▸ **TASK BRIEF**
The answer must consist solely of the line containing "Q: Tag each instance of the concrete" and every line after it in the records below, through the last, each reproduced exactly.

▸ **DATA FOR ANALYSIS**

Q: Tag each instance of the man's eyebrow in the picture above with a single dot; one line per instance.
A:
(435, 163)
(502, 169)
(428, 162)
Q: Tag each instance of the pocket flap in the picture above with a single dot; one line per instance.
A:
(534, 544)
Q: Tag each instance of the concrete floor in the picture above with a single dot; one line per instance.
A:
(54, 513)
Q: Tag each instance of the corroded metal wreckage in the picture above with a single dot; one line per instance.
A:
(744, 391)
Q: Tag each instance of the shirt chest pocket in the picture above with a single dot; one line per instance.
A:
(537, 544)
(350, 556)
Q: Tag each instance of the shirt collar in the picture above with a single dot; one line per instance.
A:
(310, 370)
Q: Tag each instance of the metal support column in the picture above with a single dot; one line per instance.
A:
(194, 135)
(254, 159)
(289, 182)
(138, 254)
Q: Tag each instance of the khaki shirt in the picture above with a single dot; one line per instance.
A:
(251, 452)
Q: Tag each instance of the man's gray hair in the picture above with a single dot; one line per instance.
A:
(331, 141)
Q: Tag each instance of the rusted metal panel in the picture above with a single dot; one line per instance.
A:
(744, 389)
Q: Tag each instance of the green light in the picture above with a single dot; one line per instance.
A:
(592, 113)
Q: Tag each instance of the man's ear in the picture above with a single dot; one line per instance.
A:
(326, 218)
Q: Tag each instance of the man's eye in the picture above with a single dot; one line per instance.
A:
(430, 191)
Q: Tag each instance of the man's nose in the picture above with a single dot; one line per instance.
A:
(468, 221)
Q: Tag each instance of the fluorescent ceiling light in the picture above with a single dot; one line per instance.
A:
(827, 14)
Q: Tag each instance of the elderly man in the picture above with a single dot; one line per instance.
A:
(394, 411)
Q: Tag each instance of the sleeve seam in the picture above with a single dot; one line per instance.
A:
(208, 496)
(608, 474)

▸ **RESULT OF THIS EXERCISE**
Q: Tag each instance of the concrete floor in the picture above with a single dot; one line per instance.
A:
(54, 513)
Q: Tag each instance of the corroded metal wreckage in the picture above with a single dot; one line per instance.
A:
(744, 391)
Q: Tag each instance of the shirt chest pocket in the picture above with a single dot; one line per instance.
A:
(537, 544)
(350, 556)
Q: Tag each instance of the shirt collar in the picture above with a single dot; one line per instance.
A:
(310, 370)
Q: Tag each instance of the metal support column in the picture above with a single dot; one line per instance.
A:
(194, 135)
(254, 159)
(289, 182)
(138, 254)
Q: Tag each instance of the khaki shirt in the picture above with a single dot; one line per instance.
A:
(251, 452)
Q: Tag each instance of the man's gray hair in the picture above with a single dot; one line per instance.
A:
(331, 141)
Q: Tag each instance of the rusted metal panel in the picture above with a single dot; one line per instance.
A:
(744, 389)
Q: Tag each instance of the green light in the picture above with a single dot; one line per instance.
A:
(592, 113)
Q: Tag each instance of the man's ear in the picture above with a single dot; one line per instance.
A:
(326, 218)
Q: Tag each instance of the man's eye in the picture above with a single dot; one line per instance.
A:
(430, 191)
Q: Tag each instance of the man's nose in the picture above with a single dot; one line per instance.
A:
(468, 221)
Q: Tag each instance of the fluorescent ceiling light in the picture above with a single dot; one line per instance.
A:
(827, 14)
Q: Tag each instance of the elderly man in the picture above with a single dot; one line per instance.
A:
(394, 411)
Q: Tag each instance of the sleeve seam in the picture above with a single dot; one line per instance.
A:
(208, 496)
(608, 474)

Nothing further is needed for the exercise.